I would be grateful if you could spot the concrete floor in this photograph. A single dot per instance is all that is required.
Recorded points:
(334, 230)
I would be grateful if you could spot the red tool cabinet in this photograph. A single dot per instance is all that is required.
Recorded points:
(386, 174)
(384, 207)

+ + + + + + +

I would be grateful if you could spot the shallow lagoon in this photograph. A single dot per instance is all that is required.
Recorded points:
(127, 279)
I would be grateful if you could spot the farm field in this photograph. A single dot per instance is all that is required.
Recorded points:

+ + + + + + +

*Work to complete*. Your answer should hold every line of the entries that contains the string "grateful".

*Exercise result*.
I would be grateful if you could spot the concrete floor in this photograph. A single dot per instance is all that is required.
I would be grateful if you could spot the red tool cabinet in this photograph. A single dot per instance is all that is required.
I would be grateful if you could spot the shallow lagoon in this photograph. A single dot per instance is all that is required.
I would be grateful if you could spot the farm field in this photograph. A single dot per instance is all that is required.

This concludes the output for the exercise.